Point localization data
....

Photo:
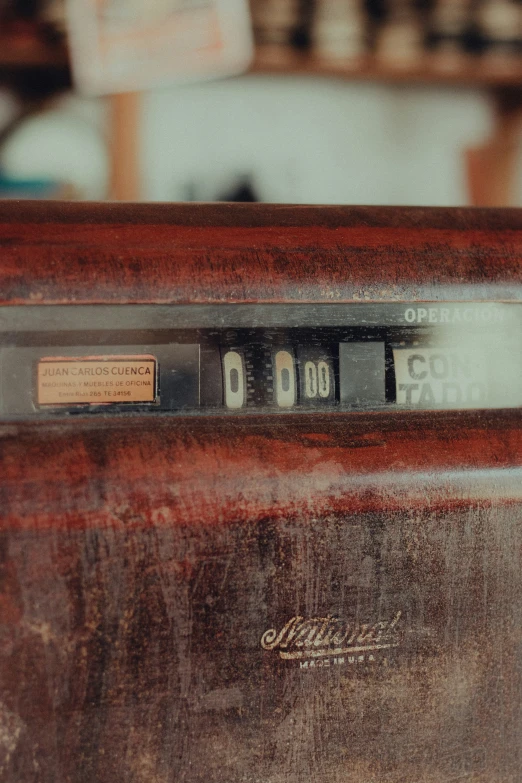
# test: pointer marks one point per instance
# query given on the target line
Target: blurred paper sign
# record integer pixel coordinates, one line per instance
(128, 45)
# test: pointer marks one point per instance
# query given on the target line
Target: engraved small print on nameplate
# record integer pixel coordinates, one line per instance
(96, 380)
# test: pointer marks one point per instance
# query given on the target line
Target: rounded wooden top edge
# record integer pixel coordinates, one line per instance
(234, 215)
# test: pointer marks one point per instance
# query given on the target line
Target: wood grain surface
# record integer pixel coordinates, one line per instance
(260, 599)
(171, 253)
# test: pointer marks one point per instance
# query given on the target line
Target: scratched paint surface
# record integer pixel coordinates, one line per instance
(131, 644)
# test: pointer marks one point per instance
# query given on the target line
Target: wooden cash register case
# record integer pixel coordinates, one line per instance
(258, 595)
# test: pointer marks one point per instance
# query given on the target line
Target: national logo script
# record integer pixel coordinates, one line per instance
(318, 637)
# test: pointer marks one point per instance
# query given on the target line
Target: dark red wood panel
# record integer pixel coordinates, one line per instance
(58, 253)
(260, 599)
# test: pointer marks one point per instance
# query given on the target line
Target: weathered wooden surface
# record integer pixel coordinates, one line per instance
(142, 563)
(167, 583)
(53, 253)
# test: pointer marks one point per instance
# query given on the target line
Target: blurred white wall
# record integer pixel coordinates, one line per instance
(299, 140)
(311, 141)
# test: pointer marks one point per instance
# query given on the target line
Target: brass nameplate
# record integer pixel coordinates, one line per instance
(96, 380)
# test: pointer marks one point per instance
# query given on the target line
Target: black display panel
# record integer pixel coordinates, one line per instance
(105, 360)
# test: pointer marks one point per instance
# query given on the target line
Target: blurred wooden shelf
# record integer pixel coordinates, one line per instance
(465, 70)
(22, 52)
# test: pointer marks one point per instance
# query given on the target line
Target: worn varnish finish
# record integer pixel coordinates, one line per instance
(143, 559)
(246, 253)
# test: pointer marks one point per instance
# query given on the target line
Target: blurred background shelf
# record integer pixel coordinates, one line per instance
(20, 52)
(469, 70)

....

_What is being asked_: Transcribe the records above exactly and drop every picture.

_Solution to the exercise_:
Photo:
# test: pointer marks one point per instance
# query given on the target line
Target: blurred paper sign
# record integer pixel coordinates, one line per instance
(128, 45)
# test: pointer marks one point per instance
# query given on the target line
Target: engraved small print on nameplate
# record integer pixel coordinates, one line per instance
(96, 380)
# test: pointer marks one point per instance
# query given on the target line
Target: rounded wooden top edge
# record integer pixel coordinates, one line per instance
(234, 215)
# test: pointer marks one point per instance
# query given on the target line
Target: wood grain surface
# record integer pixel coordinates, one line per instance
(260, 599)
(171, 253)
# test: pointer marks one point per instance
# query given on the target line
Target: scratched paint surface
# record integer pixel coordinates, one line per instance
(131, 644)
# test: pointer marks one point per instance
# query given on the target line
Target: wooden cash register case
# record integer pixel coordinates, one line per instance
(258, 595)
# test: pointer marks one point per instance
# query given on the target line
Target: national logo script
# record integer pixel coordinates, one line per instance
(318, 637)
# test: pointer marks one point per instance
# query given on the target line
Target: dark red wood panel
# record integer pixel coordinates, one line per instance
(58, 253)
(260, 599)
# test: pointer marks one point per instance
# query given on the target line
Target: weathered wooden surface
# record integer pixel coordinates, one line per instance
(142, 563)
(167, 583)
(53, 253)
# test: pointer marks one point per instance
# query given on the target line
Target: blurred white wall
# record integer pixel coordinates, one line per instance
(299, 140)
(311, 141)
# test: pointer marks one point per instance
# query given on the target line
Target: brass nameplate
# record integer pixel coordinates, one line per instance
(96, 380)
# test: pointer marks one point per instance
# query given on the target line
Target: black display panel
# record integer pixel coordinates, one line per instance
(105, 360)
# test: pointer marks one point per instance
# query given on the target line
Target: blurred wooden shelf
# record integer pixel coordinates, one line per instance
(465, 70)
(22, 52)
# test: pointer marks one point per instance
# query given on the target line
Target: worn varnish finish
# record integer pixel coordinates, one line per instance
(143, 559)
(246, 253)
# test: pointer marks one point per instance
# query given on the target line
Target: blurred background shelf
# record integer pixel coordinates, one line per instance
(20, 52)
(469, 70)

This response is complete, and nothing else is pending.